> [Instructions to follow] Write out the following listing's lines from the one with "Box the white jersey." to the one with "Box the maroon", exactly, with both included and no others.

> [Data to use]
* * * * *

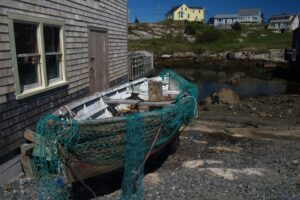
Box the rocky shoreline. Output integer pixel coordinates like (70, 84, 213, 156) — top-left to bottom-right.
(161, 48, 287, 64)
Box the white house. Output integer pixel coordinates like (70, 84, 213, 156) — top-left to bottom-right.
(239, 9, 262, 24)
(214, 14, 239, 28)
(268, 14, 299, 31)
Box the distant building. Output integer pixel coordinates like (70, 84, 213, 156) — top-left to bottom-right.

* * * * *

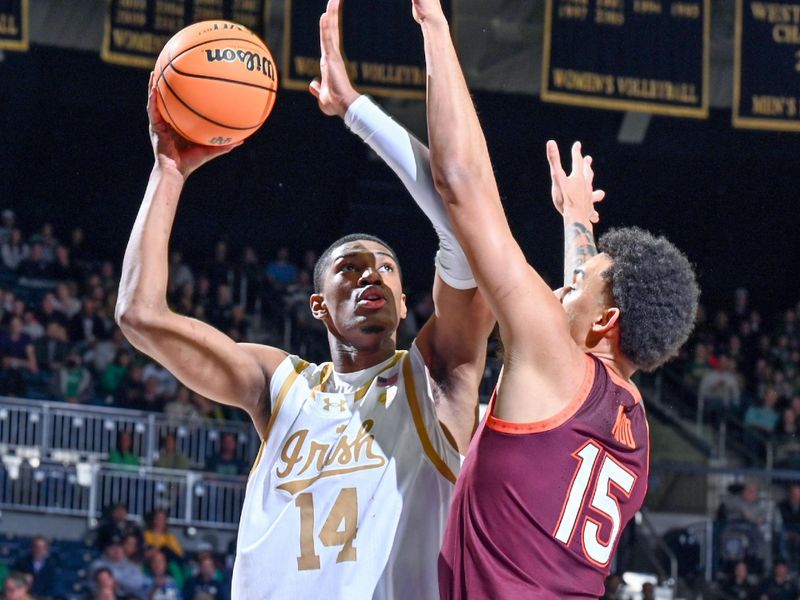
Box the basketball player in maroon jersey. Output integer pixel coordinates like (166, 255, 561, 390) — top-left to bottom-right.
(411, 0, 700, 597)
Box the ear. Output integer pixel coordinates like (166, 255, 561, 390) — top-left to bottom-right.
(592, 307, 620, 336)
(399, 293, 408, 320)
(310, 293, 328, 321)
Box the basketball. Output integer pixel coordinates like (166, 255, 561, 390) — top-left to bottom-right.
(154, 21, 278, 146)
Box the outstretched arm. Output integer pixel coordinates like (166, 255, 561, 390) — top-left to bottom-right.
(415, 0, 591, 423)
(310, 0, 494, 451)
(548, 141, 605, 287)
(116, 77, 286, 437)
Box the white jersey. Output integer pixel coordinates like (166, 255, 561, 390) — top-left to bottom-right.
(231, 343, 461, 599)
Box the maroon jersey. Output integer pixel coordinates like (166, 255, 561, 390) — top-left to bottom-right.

* * * * *

> [Written solution]
Box the white jersey. Output integer pixel coordinates like (166, 255, 561, 390) — top-left to bottom-right.
(231, 343, 461, 599)
Box the maroon jersey. Output integer pixel coordinates like (166, 255, 561, 390) — top-left to bottom-right.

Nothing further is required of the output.